Everything from the line containing "area in the photo below." through the last line of the data below is to be retyped exactly, apart from the pictures.

[Saved entries]
______

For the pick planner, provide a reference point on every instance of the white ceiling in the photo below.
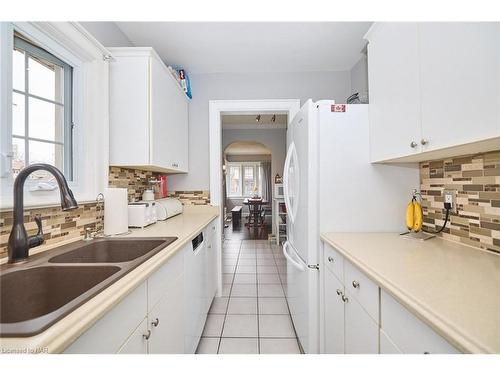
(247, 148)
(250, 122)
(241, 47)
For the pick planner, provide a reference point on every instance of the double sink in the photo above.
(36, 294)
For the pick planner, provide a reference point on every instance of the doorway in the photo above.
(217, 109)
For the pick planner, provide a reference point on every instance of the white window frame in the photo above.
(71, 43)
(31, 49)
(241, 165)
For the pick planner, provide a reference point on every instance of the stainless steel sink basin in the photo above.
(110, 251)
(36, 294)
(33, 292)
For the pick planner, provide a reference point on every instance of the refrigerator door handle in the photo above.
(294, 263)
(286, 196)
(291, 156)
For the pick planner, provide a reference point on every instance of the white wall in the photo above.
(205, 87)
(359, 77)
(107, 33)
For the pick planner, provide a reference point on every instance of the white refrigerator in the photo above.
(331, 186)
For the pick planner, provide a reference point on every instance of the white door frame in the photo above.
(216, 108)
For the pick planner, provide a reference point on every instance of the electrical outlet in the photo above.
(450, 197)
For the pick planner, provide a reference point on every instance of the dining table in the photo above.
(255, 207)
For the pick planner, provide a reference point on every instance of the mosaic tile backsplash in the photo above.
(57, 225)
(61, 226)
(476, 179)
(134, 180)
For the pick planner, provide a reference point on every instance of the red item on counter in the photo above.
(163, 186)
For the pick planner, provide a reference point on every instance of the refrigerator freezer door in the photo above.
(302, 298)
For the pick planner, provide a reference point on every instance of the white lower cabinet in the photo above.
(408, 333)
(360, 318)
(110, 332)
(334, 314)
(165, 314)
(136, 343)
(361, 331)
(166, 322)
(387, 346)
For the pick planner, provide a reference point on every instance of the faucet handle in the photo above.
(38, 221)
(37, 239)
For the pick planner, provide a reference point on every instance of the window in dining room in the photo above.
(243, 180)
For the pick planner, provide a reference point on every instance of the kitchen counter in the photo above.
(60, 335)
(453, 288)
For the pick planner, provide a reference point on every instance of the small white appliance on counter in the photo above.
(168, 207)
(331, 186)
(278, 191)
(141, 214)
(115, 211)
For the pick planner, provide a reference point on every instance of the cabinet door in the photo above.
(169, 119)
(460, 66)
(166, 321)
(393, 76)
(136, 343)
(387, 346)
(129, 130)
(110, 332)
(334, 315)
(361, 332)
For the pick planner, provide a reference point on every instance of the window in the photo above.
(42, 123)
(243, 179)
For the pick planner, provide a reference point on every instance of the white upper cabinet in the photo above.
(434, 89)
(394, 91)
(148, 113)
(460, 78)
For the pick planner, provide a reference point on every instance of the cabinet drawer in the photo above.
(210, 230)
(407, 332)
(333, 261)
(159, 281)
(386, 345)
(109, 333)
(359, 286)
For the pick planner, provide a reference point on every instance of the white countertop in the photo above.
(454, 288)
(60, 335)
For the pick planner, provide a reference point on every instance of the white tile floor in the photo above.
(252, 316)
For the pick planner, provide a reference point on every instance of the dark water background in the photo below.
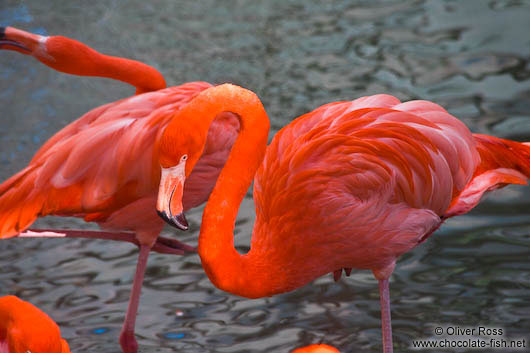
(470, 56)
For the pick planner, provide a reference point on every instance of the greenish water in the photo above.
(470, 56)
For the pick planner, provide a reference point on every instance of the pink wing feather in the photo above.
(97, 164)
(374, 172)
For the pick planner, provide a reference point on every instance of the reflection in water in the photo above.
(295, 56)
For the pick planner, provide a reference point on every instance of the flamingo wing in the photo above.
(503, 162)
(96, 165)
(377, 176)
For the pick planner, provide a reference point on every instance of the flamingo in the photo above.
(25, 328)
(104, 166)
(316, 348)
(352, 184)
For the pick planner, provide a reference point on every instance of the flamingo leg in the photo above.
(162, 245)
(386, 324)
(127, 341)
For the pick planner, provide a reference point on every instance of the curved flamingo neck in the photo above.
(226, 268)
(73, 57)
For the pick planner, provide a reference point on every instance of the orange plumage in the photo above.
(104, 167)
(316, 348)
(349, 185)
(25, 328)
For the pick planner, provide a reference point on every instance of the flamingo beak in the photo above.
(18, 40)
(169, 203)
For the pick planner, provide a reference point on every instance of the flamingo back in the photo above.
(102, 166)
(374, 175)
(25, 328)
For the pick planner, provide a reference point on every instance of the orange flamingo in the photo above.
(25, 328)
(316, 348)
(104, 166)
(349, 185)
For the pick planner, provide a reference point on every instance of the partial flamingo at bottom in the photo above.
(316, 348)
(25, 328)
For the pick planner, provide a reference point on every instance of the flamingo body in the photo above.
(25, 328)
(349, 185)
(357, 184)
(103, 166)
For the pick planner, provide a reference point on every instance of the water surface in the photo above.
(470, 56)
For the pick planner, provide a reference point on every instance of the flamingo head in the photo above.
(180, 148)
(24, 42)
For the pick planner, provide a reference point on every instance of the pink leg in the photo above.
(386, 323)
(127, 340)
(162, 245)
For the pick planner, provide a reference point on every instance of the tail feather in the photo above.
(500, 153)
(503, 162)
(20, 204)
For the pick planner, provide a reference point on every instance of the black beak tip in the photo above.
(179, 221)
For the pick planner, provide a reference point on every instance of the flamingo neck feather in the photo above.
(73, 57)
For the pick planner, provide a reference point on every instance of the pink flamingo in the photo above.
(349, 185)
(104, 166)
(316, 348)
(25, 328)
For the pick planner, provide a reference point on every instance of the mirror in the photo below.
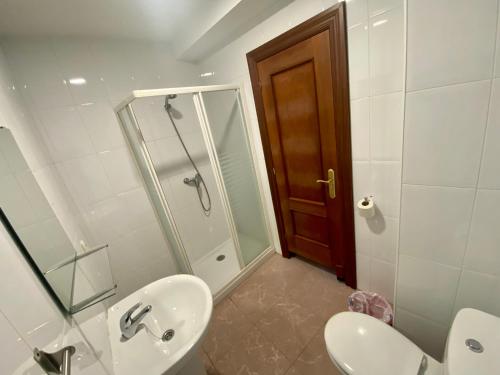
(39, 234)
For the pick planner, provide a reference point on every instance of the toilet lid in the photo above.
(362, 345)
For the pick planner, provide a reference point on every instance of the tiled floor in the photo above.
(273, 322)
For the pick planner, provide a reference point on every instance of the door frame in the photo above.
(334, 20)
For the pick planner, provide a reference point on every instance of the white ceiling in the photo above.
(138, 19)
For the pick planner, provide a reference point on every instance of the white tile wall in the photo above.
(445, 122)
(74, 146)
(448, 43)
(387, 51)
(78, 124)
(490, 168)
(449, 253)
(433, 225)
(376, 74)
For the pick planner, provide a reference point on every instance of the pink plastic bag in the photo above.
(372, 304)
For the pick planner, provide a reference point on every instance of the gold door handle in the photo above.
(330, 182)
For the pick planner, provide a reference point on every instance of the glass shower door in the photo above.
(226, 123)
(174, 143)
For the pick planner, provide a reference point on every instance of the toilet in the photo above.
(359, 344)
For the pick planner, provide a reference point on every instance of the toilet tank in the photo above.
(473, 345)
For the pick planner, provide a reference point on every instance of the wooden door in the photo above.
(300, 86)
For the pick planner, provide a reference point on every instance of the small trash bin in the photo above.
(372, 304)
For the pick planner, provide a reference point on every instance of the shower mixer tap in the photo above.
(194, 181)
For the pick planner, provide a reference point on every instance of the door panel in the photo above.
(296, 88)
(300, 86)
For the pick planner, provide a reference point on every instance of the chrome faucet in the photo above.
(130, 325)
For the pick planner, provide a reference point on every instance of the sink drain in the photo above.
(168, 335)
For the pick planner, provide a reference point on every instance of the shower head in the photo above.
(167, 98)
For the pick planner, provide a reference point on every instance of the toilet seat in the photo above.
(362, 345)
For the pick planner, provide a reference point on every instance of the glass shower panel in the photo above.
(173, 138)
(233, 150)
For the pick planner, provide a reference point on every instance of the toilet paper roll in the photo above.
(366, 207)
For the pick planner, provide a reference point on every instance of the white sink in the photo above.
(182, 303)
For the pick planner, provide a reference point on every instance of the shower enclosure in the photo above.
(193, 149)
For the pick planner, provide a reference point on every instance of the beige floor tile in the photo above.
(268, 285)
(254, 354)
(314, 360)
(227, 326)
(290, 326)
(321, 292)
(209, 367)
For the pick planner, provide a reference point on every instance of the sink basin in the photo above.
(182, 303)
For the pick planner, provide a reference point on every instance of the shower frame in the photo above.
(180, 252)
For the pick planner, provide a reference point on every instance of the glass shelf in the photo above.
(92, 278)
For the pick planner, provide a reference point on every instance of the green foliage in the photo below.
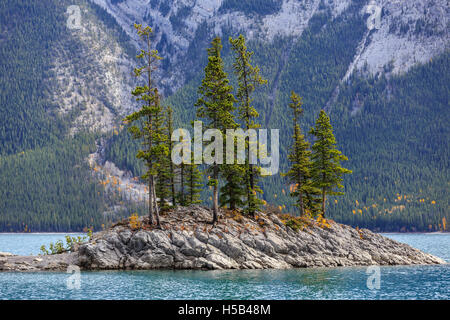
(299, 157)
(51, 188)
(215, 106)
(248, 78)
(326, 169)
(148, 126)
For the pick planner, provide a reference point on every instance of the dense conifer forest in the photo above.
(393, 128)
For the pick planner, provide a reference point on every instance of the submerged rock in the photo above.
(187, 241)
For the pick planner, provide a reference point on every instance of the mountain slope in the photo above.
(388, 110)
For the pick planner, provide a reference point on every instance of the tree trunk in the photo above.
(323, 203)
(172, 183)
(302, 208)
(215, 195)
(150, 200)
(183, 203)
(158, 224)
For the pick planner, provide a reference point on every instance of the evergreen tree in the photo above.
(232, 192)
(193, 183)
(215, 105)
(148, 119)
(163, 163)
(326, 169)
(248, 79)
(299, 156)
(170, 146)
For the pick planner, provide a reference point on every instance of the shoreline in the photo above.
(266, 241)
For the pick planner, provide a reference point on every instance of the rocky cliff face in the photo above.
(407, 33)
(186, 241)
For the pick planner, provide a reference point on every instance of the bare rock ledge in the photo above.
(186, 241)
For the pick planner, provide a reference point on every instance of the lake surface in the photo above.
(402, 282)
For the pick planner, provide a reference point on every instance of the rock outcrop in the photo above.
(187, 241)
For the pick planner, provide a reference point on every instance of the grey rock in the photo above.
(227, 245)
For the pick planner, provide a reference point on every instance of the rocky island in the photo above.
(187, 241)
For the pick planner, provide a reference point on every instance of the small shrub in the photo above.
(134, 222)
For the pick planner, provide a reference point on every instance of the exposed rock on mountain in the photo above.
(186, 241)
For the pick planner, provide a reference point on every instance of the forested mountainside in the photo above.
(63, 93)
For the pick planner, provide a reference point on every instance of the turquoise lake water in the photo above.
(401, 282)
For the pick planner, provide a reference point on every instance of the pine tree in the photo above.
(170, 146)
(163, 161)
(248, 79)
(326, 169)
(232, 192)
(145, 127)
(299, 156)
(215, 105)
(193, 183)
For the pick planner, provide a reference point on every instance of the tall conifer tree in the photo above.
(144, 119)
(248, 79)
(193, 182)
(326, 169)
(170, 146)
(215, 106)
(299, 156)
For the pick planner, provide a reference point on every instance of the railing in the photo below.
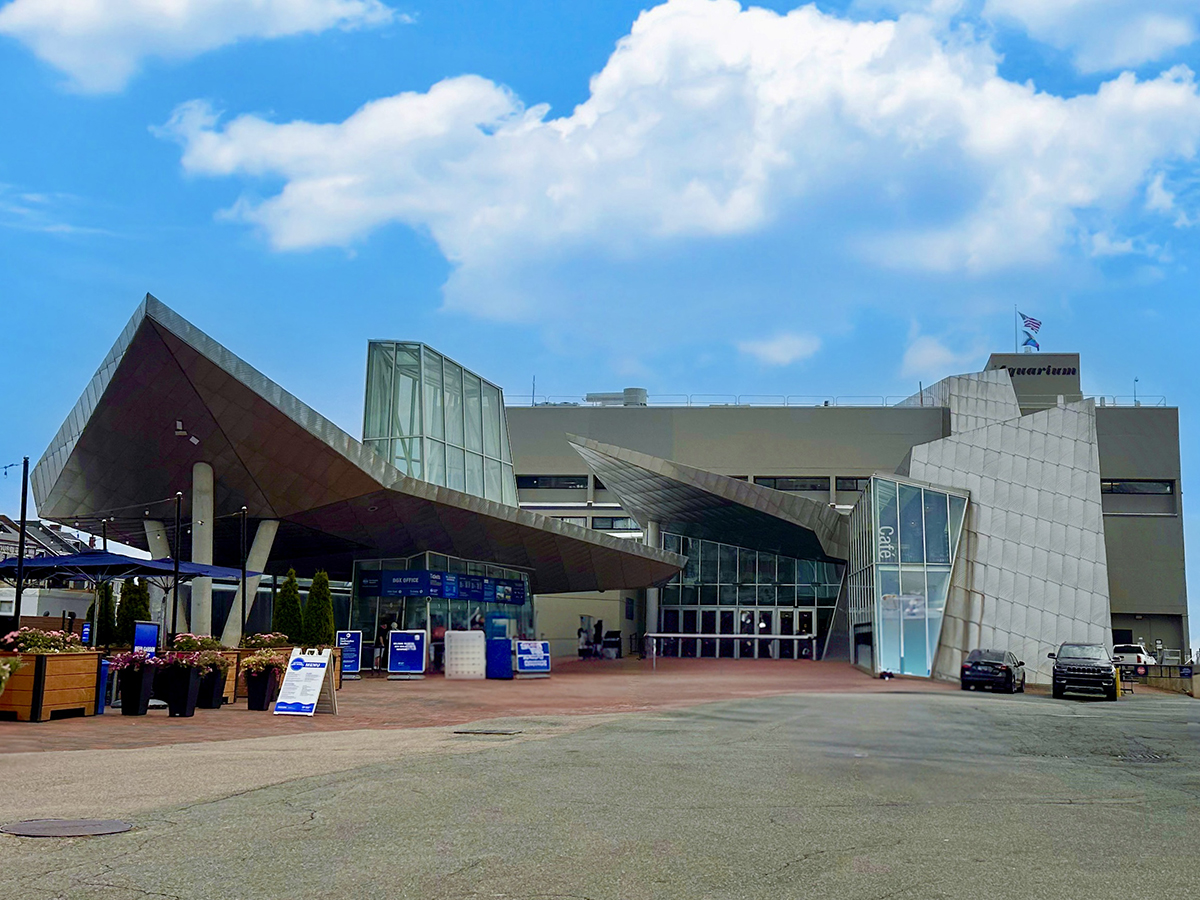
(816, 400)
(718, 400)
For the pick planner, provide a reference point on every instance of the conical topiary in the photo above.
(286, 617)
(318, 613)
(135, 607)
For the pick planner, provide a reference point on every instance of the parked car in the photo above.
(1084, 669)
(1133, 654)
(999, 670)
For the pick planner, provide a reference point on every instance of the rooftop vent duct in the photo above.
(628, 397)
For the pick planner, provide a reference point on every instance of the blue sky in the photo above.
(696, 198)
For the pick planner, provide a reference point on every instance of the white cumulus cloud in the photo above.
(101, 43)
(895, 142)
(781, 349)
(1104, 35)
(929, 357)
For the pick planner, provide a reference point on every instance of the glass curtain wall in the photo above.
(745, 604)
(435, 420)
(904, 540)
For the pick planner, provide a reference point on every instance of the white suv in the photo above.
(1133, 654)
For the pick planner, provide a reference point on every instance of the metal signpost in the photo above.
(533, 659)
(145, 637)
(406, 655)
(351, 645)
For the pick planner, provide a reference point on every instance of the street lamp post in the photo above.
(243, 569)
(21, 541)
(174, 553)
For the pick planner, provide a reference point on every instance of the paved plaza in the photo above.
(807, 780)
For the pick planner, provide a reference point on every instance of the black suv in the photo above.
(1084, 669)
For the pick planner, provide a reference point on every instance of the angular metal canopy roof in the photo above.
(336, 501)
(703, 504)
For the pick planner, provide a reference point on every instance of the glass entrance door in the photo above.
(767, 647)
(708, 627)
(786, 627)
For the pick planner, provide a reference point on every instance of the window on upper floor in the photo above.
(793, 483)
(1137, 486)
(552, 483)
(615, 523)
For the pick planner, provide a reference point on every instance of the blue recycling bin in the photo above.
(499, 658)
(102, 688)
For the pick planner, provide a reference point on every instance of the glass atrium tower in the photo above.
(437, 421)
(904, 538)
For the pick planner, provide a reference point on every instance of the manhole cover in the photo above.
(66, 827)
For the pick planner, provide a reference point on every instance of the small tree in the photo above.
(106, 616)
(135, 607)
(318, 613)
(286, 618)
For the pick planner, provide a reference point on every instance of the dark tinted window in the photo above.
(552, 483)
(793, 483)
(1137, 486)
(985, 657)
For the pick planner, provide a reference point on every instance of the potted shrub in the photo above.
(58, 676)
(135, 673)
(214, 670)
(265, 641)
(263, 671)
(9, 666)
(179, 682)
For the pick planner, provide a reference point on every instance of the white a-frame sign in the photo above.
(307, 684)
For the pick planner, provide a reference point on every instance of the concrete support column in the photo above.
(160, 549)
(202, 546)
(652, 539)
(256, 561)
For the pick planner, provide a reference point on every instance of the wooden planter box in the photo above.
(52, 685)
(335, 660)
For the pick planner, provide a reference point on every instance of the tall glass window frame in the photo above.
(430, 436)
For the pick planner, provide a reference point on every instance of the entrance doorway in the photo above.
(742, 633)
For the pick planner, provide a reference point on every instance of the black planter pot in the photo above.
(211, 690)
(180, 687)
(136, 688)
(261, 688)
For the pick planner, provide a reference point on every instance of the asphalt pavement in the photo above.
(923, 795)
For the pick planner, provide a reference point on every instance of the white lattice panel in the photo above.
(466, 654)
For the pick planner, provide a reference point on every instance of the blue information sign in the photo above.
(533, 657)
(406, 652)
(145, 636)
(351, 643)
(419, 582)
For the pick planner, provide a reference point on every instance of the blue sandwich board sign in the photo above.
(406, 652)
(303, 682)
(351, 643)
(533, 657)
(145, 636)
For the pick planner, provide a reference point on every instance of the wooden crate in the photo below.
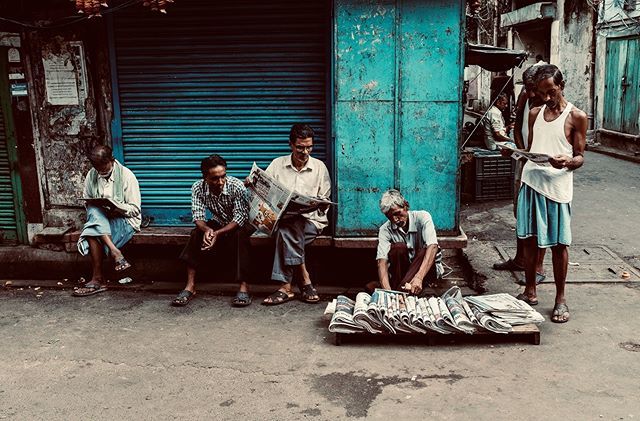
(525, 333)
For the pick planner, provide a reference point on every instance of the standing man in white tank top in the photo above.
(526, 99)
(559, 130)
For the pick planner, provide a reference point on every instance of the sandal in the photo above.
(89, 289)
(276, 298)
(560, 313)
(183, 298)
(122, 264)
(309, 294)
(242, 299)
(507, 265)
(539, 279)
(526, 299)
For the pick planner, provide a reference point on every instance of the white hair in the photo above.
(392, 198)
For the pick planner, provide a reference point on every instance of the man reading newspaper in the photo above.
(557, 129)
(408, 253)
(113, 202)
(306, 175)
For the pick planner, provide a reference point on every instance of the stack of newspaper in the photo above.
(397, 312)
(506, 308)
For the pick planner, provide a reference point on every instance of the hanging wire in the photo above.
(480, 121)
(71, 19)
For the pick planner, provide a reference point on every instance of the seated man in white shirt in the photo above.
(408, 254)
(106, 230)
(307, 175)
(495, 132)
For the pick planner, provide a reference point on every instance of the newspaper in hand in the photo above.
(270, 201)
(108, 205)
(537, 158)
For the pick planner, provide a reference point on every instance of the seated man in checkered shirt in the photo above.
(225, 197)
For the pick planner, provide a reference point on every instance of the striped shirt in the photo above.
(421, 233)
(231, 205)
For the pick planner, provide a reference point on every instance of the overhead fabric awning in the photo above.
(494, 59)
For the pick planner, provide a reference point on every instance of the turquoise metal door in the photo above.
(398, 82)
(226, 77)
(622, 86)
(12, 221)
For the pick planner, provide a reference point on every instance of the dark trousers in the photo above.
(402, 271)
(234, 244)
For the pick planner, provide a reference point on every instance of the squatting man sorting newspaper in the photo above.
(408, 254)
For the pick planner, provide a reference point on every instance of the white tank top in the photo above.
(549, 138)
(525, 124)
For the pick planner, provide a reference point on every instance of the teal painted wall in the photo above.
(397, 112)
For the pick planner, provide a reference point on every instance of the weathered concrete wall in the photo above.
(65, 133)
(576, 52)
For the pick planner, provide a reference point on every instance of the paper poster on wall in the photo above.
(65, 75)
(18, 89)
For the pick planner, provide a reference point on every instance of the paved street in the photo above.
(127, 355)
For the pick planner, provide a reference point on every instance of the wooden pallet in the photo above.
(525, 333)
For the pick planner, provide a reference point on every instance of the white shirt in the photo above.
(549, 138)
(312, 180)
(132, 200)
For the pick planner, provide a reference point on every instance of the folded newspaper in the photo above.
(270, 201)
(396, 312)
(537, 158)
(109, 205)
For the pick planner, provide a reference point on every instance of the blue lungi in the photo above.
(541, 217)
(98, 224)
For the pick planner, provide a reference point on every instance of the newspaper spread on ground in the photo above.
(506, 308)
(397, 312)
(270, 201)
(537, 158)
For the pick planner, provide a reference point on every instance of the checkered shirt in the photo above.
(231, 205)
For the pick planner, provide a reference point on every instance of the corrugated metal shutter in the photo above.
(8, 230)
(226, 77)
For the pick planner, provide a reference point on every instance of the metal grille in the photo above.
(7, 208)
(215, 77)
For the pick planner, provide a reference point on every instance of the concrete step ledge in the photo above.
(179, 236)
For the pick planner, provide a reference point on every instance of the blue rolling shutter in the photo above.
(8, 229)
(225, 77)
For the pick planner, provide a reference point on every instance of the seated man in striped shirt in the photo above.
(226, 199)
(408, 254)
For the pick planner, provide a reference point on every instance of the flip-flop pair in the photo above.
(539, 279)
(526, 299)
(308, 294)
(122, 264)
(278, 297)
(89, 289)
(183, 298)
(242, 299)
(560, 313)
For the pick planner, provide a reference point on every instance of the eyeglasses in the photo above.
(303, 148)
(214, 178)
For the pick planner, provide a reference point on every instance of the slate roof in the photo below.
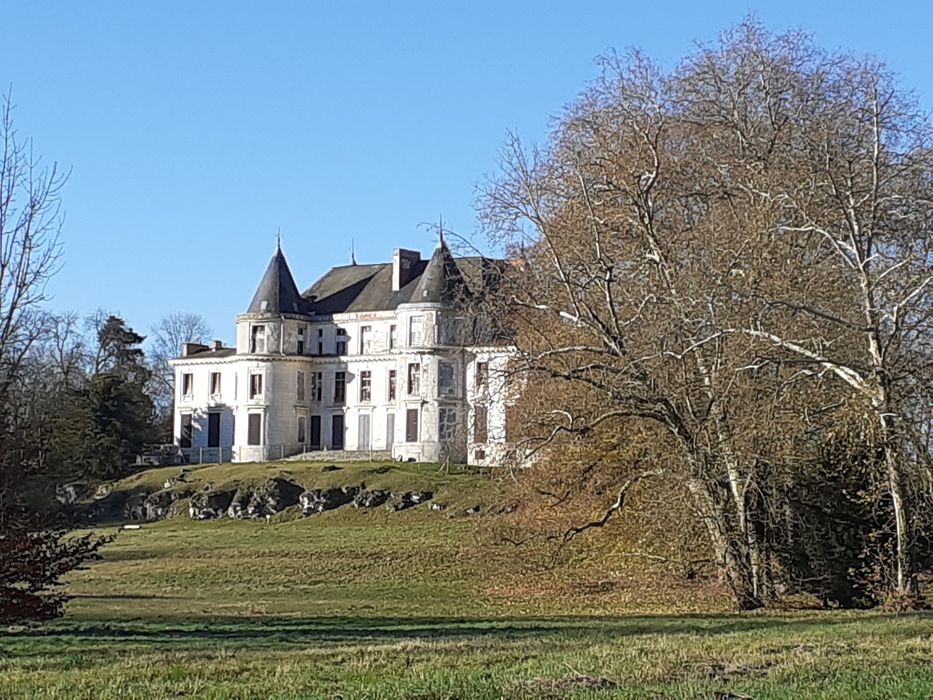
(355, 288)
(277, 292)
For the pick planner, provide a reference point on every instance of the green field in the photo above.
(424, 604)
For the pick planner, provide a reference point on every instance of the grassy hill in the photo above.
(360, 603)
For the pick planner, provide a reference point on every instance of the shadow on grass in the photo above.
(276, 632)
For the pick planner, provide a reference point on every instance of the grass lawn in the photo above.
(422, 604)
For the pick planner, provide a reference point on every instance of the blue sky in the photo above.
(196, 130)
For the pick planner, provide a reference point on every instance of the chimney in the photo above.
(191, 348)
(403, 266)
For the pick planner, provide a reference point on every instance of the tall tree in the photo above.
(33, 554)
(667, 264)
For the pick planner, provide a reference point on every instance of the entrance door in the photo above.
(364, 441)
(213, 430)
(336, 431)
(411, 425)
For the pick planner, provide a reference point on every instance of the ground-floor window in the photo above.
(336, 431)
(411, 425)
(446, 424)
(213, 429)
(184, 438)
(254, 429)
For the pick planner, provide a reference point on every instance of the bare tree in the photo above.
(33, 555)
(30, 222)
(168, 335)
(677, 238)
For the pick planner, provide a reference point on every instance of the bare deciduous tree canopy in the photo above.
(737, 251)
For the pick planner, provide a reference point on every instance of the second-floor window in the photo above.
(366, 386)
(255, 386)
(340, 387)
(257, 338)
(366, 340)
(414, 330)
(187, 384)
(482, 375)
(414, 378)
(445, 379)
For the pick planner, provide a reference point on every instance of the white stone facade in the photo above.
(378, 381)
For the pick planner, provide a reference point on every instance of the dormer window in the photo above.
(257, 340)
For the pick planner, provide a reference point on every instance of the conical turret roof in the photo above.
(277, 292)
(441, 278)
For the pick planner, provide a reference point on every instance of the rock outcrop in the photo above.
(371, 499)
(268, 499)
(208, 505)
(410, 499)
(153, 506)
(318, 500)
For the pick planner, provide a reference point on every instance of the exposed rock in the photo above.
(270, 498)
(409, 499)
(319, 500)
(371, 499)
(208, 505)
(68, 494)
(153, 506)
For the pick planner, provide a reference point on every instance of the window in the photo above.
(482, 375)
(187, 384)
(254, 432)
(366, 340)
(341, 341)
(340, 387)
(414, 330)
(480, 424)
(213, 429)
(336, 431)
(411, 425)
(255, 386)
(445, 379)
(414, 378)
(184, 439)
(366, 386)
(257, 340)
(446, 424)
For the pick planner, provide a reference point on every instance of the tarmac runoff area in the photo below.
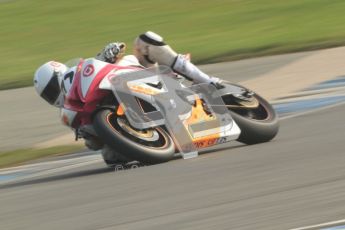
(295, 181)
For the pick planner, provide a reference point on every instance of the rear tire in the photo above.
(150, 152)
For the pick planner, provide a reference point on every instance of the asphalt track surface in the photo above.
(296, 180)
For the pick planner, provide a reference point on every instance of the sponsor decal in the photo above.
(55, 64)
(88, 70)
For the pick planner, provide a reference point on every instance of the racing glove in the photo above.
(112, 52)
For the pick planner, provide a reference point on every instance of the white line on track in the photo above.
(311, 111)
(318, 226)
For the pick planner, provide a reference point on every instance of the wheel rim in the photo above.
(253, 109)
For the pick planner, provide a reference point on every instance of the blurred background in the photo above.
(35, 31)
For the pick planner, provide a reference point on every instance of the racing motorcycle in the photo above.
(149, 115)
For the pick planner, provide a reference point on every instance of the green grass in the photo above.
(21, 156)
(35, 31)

______

▶ **Result for this exercise**:
For the pick planner, provide a reference point on every instance of the tarmac runoff area in the photo below.
(295, 181)
For the pick planner, provide a reference point on every instance of the rear tire in the photo above.
(150, 152)
For the pick planner, provide a reference point on every instance of the asphalt track surface in the photo above.
(296, 180)
For the pick planner, provide a reference point on every instance of the sponsor decal in the photo above.
(55, 64)
(88, 70)
For the pick planner, provide a reference point on every instance of the racing glove in the photo above.
(112, 52)
For the pick planner, provide a reference point on every instance of the white line on track in the photo above.
(311, 111)
(318, 226)
For the pick planner, provide a reference point on every instance of the wheel rim in the photo above.
(253, 109)
For the pick planner, provide a reference point on every instance of the blurred background in the photo above.
(35, 31)
For the pick planner, provide a reference point on every instance of the racing motorcycle in the photo above.
(149, 115)
For the pick planner, provide a reference point on every instance of the green grass in the photo above.
(21, 156)
(35, 31)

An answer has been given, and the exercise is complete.